• Exercise requirements
Output every line of the entries below as a numbered list, leaving out any blank lines.

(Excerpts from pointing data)
◇ ◇ ◇
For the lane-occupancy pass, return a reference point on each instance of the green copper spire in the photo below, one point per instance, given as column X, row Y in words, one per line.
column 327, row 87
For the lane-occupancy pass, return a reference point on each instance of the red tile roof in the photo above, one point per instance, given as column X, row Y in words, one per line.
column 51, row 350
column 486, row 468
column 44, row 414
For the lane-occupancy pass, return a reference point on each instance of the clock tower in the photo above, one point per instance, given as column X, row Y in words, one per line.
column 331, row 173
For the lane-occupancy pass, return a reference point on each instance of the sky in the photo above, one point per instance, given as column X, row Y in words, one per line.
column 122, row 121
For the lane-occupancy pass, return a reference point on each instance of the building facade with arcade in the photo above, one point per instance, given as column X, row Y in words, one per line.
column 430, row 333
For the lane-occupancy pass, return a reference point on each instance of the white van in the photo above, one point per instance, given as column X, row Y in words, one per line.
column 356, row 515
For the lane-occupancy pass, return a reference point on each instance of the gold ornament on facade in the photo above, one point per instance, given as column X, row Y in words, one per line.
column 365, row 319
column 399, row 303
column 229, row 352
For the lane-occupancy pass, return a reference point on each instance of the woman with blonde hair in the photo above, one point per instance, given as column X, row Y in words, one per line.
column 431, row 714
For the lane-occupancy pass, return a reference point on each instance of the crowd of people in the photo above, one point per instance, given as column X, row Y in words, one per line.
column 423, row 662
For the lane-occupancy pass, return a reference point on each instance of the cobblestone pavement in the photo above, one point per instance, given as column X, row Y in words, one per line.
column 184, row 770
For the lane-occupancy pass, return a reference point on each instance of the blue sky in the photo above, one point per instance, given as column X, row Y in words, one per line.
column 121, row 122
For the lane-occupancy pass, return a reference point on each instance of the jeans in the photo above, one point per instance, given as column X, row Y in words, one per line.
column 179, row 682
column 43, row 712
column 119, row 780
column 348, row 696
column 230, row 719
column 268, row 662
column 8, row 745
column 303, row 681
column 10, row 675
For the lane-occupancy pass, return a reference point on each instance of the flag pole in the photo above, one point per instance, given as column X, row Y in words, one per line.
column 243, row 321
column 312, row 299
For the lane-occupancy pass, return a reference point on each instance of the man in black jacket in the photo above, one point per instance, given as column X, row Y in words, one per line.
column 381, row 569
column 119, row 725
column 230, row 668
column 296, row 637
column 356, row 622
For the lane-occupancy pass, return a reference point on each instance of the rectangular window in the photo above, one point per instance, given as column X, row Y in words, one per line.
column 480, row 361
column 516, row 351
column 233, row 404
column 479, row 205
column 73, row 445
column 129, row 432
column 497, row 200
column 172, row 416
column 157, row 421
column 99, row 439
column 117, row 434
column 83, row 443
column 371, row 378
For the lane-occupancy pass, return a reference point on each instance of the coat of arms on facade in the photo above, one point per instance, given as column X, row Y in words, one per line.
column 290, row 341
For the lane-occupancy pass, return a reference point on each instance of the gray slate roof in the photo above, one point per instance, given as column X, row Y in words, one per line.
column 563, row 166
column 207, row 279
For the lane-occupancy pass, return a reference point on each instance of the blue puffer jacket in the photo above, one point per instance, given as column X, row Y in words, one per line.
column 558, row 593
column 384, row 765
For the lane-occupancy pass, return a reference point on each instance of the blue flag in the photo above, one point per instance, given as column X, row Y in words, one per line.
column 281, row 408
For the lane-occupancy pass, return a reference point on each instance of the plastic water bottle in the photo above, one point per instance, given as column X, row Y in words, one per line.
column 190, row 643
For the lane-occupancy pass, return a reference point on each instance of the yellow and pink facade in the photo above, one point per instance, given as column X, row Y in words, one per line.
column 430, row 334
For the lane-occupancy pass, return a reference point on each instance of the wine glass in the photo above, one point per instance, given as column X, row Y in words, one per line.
◇ ◇ ◇
• Response to this exercise
1. For the lane-occupancy pass, return a reference point on each instance of the green copper spire in the photo below, one point per instance, given as column X, row Y in words, one per line.
2. column 327, row 87
3. For the lane-occupancy pass, return a reference point on each instance of the red tile roof in the photo above, one point per instance, given as column X, row Y in words, one per line.
4. column 51, row 350
5. column 486, row 468
6. column 44, row 414
7. For the lane-occupancy pass, return a reference point on each instance of the clock tower in the photo above, one point per instance, given as column X, row Y in words, one per line.
8. column 331, row 173
9. For the lane-occupancy pass, return a reference point on each instance of the sky in the photo above, one point per instance, given as column X, row Y in words, one per line.
10. column 122, row 121
11. For the lane-occupancy pass, return a reference point on each instance of the building facade with arcade in the photo above, one point per instance, given as column X, row Y in words, one per line.
12. column 430, row 333
13. For the lane-occupancy pass, return a reference point on each instance of the white van in the photo above, one point per instance, given as column X, row Y in words, one per line.
14. column 356, row 515
15. For the lane-occupancy pass, return a reference point on each instance of the gold ornament on facade in the photo above, one point per instance, given as column X, row Y in words, one per line.
16. column 365, row 319
17. column 399, row 303
18. column 229, row 352
19. For the lane-occupancy pass, return a reference point on each instance of the woman with blonde hair in the photo above, one point per instance, given as column X, row Y in words, one per line.
20. column 431, row 714
21. For the lane-occupancy pass, return a reference point on each instance of the crowd of people in the photo above, one point per instance, given as column X, row Y in words, one per line.
22. column 423, row 662
23. For the lane-occupancy pass, return a reference point on each instance of the cobblestone pavement in the photo above, one point per instance, given as column X, row Y in words, one per line.
24. column 184, row 770
25. For the lane-occupancy pass, return a reference point on each instance of the blue sky in the photo above, one point per instance, given as column X, row Y in words, one per line.
26. column 121, row 122
27. For the lane-occupancy pass, return a reference point on each instance of the jeans in the photo above, one point per instance, given as column X, row Y in words, one per line.
28. column 179, row 682
29. column 43, row 712
30. column 119, row 780
31. column 348, row 696
32. column 230, row 719
33. column 268, row 662
34. column 8, row 745
35. column 303, row 681
36. column 10, row 675
37. For the lane-occupancy pass, return a reference point on each instance of the flag pole in the photo above, one point per instance, given as column X, row Y in words, one per line.
38. column 243, row 321
39. column 312, row 299
40. For the lane-occupancy pass, return a reference point on each instance of the man in black jacket in the photo above, one point per instance, given as column X, row Y in words, one per line.
41. column 381, row 569
42. column 119, row 725
43. column 230, row 668
44. column 296, row 637
45. column 356, row 622
46. For the lane-occupancy pass, return a reference point on each instance of the rectangular window in the photo above, one point per instance, given as column X, row Y in words, one per line.
47. column 480, row 361
48. column 516, row 351
49. column 233, row 404
50. column 479, row 205
51. column 73, row 445
52. column 129, row 432
53. column 497, row 200
54. column 172, row 416
55. column 157, row 421
56. column 99, row 439
57. column 117, row 434
58. column 83, row 443
59. column 371, row 378
60. For the lane-occupancy pass, return a reference point on each instance of the coat of arms on facade in the photo above, one point per instance, given as column X, row Y in words, one per line.
61. column 290, row 341
62. For the lane-occupancy pass, return a reference point on each instance of the gray slate roof in the photo above, one point per instance, given as column X, row Y in words, one per line.
63. column 563, row 166
64. column 207, row 279
65. For the lane-occupancy pass, return a reference point on each instance of the blue puffer jacket in the photo above, one point per instance, given as column X, row Y in words, one per line.
66. column 558, row 593
67. column 384, row 765
68. For the lane-occupancy pass, return a reference point on each instance of the blue flag in the photo above, one point per instance, given as column X, row Y in words, one per line.
69. column 281, row 408
70. For the lane-occupancy pass, return a reference point on each instance of the plastic water bottle in the photo above, one point per instance, given as column X, row Y in words, one per line.
71. column 190, row 643
72. For the lane-occupancy pass, return a reference point on each instance of the yellow and pink facade in the photo above, one point per instance, given as column X, row Y in words, one per line.
73. column 430, row 334
74. For the lane-occupancy pass, return a reference point on each instance of the wine glass in the photo above, one point per instance, given as column X, row Y in words, one per line.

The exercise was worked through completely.